(PROBLEM): Reproduce each line below precisely. Drop the pictures.

(SUPPLIED MATERIAL):
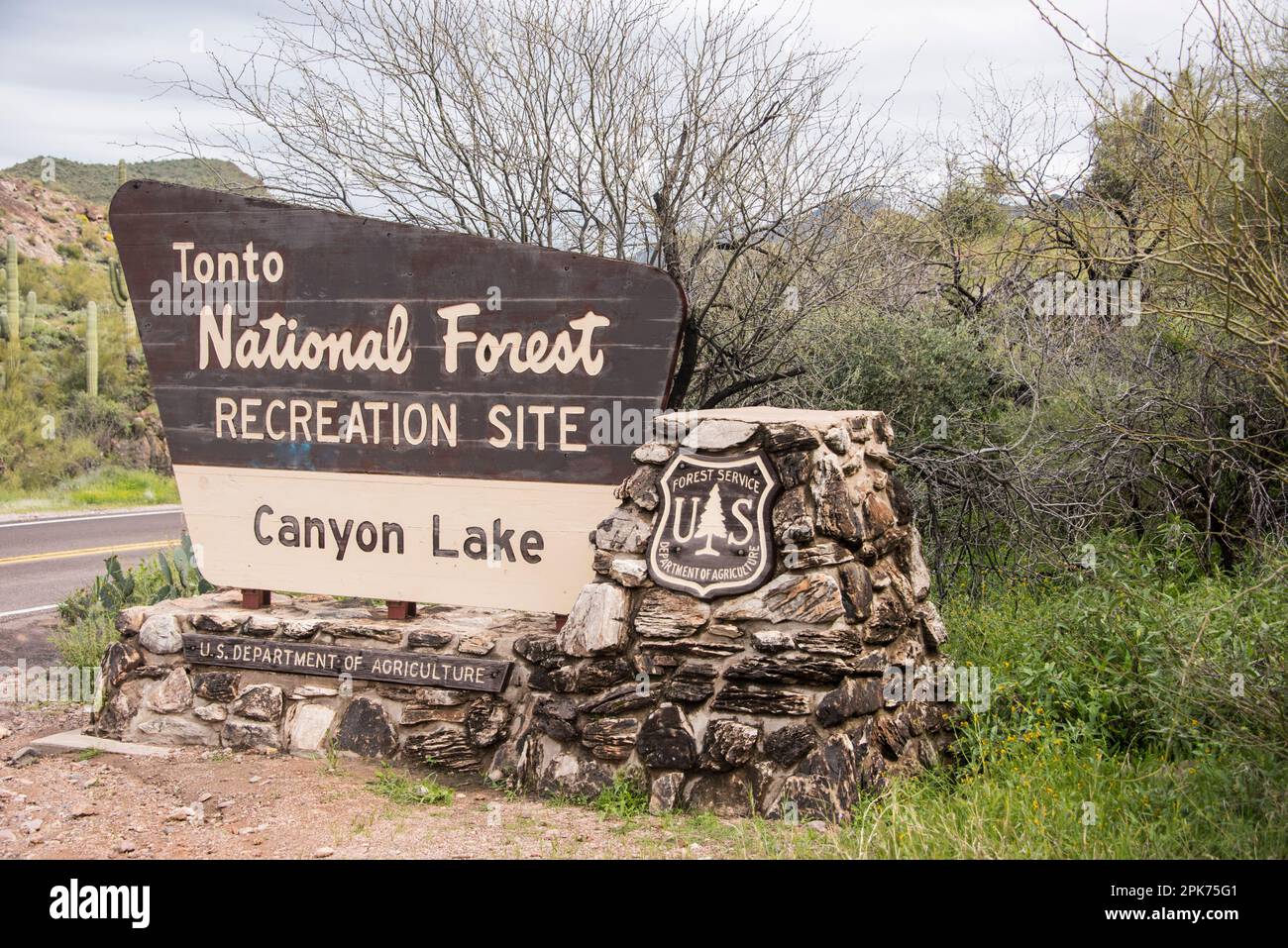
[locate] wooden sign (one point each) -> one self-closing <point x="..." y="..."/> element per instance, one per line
<point x="368" y="408"/>
<point x="712" y="535"/>
<point x="419" y="669"/>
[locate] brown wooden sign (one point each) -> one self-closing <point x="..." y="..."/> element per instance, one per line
<point x="712" y="536"/>
<point x="370" y="408"/>
<point x="416" y="669"/>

(RESPONSE FOR THIS EXERCISE):
[locate] wooden sign (one point each) -> one self-closing <point x="..." y="..."/> element per instance, one per line
<point x="368" y="408"/>
<point x="712" y="535"/>
<point x="419" y="669"/>
[locate] brown wooden sign (one point each) -> one self-closing <point x="..." y="..."/> element per instance, one per line
<point x="712" y="536"/>
<point x="370" y="408"/>
<point x="416" y="669"/>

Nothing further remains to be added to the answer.